DOCUMENT SECTION.

──────────────────────────────

Clusters for Everyone

The other day, a hardware failure brought down our Exchange server. This failure created a panic in our user community because we consider email availability as important as a dial tone. Had we been using a Windows NT cluster, we users would never have noticed the problem. By providing continuous availability through replication, an NT cluster could have saved us a lot of frustration and prevented the loss in productivity.

Today's NT clustering solutions solve one business computing problem: availability. By replicating data, applications, and even entire systems, clustering lets two or more systems watch each other's back and take over the workload (user connections, applications, and services) in case one system fails. This article will review the types of clustering solutions currently available, categorize clustering solutions, and illustrate what types of business computing problems clustering can help solve now.

So What's a Cluster Anyway?

──────────────────────────────

WRITTEN INSTRUCTION 1. Say whether each statement agrees with the clustering article, answering yes or no and quoting the words that decide it: (a) A hardware failure took down the Exchange server. (b) Today's NT clustering solutions address several business computing problems. (c) Clustering lets two or more systems take over the workload when one system fails.

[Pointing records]
──────────────────────────────

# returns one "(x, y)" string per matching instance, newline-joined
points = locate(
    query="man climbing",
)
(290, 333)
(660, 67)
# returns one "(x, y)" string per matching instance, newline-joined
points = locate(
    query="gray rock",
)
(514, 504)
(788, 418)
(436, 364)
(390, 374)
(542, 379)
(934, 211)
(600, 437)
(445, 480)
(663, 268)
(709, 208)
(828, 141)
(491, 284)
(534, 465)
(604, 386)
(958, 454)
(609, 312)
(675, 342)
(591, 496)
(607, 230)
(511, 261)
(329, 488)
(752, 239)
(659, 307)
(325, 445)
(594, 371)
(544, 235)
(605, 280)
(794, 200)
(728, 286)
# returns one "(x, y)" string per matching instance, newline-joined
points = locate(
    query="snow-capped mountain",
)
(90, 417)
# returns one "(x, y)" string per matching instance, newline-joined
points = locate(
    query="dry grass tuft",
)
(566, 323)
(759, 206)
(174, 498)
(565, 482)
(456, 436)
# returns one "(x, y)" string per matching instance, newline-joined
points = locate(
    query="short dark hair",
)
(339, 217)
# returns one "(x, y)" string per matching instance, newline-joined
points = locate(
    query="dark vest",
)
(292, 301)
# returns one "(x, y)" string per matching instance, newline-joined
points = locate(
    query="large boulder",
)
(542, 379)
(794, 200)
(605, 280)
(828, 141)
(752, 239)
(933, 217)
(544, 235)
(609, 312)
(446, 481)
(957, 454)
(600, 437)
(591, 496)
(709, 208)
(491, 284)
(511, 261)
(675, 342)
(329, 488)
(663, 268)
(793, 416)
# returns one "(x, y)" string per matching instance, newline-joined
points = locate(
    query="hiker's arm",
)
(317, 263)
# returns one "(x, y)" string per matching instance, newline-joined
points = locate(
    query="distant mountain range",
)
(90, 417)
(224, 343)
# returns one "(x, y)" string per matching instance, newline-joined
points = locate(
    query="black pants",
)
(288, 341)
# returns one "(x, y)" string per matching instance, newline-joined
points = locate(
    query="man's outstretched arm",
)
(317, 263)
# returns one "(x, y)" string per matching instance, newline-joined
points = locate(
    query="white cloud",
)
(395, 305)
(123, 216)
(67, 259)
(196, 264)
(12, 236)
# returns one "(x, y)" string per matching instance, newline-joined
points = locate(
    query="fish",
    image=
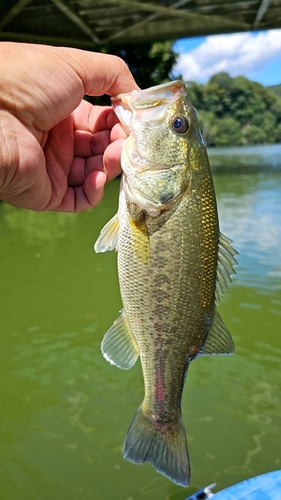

──────────────────────────────

WRITTEN INSTRUCTION 2. Show every line of the listing that contains the string "dark", copied in full. Case counts.

PROBLEM SOLUTION 1.
(a) Yes: "a hardware failure brought down our Exchange server"
(b) No: "Today's NT clustering solutions solve one business computing problem: availability."
(c) Yes: "clustering lets two or more systems watch each other's back and take over the workload (user connections, applications, and services) in case one system fails"

PROBLEM SOLUTION 2.
    query="short dark hair",
    query="dark vest",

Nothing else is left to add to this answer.